- **Work instruction**
Return the full set of records, matching them character for character.

Data excerpts:
※
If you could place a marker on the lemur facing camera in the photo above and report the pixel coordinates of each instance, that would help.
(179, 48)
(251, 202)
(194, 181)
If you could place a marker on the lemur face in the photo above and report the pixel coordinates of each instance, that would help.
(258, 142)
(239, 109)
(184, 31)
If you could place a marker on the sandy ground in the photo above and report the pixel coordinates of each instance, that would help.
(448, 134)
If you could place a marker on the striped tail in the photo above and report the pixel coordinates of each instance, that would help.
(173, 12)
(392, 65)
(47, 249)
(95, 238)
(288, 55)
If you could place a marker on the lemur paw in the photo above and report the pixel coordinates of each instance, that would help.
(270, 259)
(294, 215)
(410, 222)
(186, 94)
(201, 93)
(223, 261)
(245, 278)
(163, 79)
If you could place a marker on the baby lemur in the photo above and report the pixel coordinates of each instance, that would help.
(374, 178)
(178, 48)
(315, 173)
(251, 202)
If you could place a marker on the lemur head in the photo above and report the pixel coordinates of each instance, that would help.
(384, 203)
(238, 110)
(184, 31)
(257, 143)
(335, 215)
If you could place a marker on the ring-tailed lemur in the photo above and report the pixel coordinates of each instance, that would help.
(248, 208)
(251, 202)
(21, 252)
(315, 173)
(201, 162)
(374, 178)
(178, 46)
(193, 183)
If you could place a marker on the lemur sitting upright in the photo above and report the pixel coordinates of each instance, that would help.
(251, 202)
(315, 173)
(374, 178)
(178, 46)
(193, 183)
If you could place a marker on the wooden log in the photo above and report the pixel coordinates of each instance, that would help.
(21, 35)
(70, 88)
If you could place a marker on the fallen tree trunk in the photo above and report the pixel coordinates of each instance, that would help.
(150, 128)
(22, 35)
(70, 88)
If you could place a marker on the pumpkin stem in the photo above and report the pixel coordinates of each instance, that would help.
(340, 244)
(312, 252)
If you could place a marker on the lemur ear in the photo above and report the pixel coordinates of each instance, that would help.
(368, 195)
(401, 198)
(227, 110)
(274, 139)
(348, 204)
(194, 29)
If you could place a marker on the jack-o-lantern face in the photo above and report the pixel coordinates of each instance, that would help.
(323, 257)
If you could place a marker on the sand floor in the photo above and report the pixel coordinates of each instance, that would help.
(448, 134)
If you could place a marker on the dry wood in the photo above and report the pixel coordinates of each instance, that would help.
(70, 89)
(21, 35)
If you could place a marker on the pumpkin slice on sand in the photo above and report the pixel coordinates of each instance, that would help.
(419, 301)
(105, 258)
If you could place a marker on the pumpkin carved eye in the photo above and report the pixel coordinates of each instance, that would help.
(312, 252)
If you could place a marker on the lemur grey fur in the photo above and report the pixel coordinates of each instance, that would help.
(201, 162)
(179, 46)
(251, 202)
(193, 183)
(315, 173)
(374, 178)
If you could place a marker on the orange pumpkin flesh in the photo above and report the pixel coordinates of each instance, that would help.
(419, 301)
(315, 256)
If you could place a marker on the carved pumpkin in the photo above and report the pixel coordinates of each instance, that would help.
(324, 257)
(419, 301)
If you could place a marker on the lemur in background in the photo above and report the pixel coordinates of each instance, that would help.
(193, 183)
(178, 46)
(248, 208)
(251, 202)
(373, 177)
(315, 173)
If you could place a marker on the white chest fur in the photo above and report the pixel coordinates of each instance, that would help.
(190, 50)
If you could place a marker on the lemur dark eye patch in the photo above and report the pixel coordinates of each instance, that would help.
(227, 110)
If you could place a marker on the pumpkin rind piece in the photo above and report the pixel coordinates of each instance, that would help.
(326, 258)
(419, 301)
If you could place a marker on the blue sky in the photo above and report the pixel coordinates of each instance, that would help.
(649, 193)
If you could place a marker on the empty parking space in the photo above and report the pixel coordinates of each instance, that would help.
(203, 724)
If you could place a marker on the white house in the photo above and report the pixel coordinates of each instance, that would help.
※
- **Solution**
If you could place a marker on the lemur facing camera in the photo above and report the pixel coordinates of each instance, that would help.
(179, 48)
(251, 202)
(194, 181)
If you could place a marker on the lemur face in the photo above and report the pixel coordinates of each instance, that would help.
(258, 142)
(239, 109)
(184, 31)
If you could place a marker on the sandy ground in the photo above and report the pixel coordinates of each instance, that would help.
(448, 134)
If you could place a marker on the striped tail in the photo above and report the pixel coordinates of each instance, that would help.
(173, 12)
(392, 65)
(47, 249)
(95, 238)
(288, 55)
If you could place a marker on the lemur paw in the photo above and report the pixel coordinates of each instance, that would help.
(270, 259)
(294, 215)
(410, 222)
(186, 94)
(201, 93)
(223, 261)
(245, 278)
(163, 79)
If you could place a marker on the baby lemur in the photo above and report the pixel coordinates of each instance, that would help.
(374, 178)
(178, 48)
(315, 173)
(251, 202)
If you could place a marker on the lemur head in the photo above and report the pixel coordinates of each instance, that would help.
(384, 203)
(238, 110)
(184, 31)
(257, 143)
(335, 215)
If you could place a marker on the ring-tailed lemur in the photo above and report the pixel coordinates of each instance, that would help.
(248, 208)
(251, 202)
(21, 252)
(315, 173)
(201, 162)
(374, 178)
(178, 46)
(193, 183)
If you could place a marker on the lemur sitting upright in the photo above and report the pixel coordinates of each instance, that would help.
(251, 202)
(315, 173)
(374, 178)
(178, 46)
(193, 183)
If you could place a marker on the wooden log in the photo above and report the pixel coordinates of each instance, that would help.
(21, 35)
(70, 88)
If you could place a marker on the fallen tree trunk in the photo above and report the pixel coordinates of each instance, that would help.
(150, 128)
(22, 35)
(70, 88)
If you could place a marker on the pumpkin stem in the photo above and report the pixel coordinates of each instance, that would help.
(340, 244)
(312, 252)
If you could place a marker on the lemur ear in the photo above and report the pixel coordinates of each instance, that would help.
(368, 195)
(401, 198)
(227, 110)
(274, 139)
(348, 204)
(194, 29)
If you could place a marker on the jack-o-lantern face in the photo above and report the pixel coordinates of each instance, that would help.
(323, 257)
If you could place a marker on the sand floor in the photo above and report the pixel coordinates of each instance, that would help.
(448, 134)
If you could place a marker on the dry wood in the photo above and report the pixel coordinates of each instance, that would help.
(70, 89)
(21, 35)
If you could place a marker on the pumpkin slice on sand in the photo above and report the pixel coordinates of each instance, that would help.
(419, 301)
(105, 258)
If you could place a marker on the pumpkin carved eye in the photo above and report the pixel coordinates of each instance, that would help.
(312, 252)
If you could place a marker on the lemur grey fur in the photo above and report the pixel coordinates of each instance, that would help.
(201, 162)
(179, 46)
(251, 202)
(193, 183)
(315, 173)
(374, 178)
If you could place a marker on the orange pumpkin flesh in the photo above and report the pixel coordinates of each instance, that would help.
(419, 301)
(315, 256)
If you could place a marker on the carved pumpkin in the photo above and report the pixel coordinates of each instance, that would help.
(324, 257)
(419, 301)
If you could place a marker on the lemur in background in the photo above and report the pixel coordinates of each instance, that would help.
(193, 183)
(178, 46)
(248, 208)
(251, 202)
(373, 177)
(315, 173)
If you could place a marker on the white chest fur in the photo above and report the pixel coordinates of each instance, that would help.
(190, 50)
If you could place a marker on the lemur dark eye patch in the photo above and report the pixel coordinates of each instance, that would help.
(227, 110)
If you could place a marker on the pumpkin rind piece in the photo above and report the pixel coordinates of each instance, that would help.
(326, 258)
(419, 301)
If you could place a marker on the blue sky in the photo above and report the pixel coordinates of each instance, that would help.
(649, 193)
If you could place a marker on the empty parking space in the photo above and report the pixel coordinates of each instance, that would help.
(203, 724)
If you could place a marker on the white house in the photo above and report the pixel coordinates of each instance, that would help.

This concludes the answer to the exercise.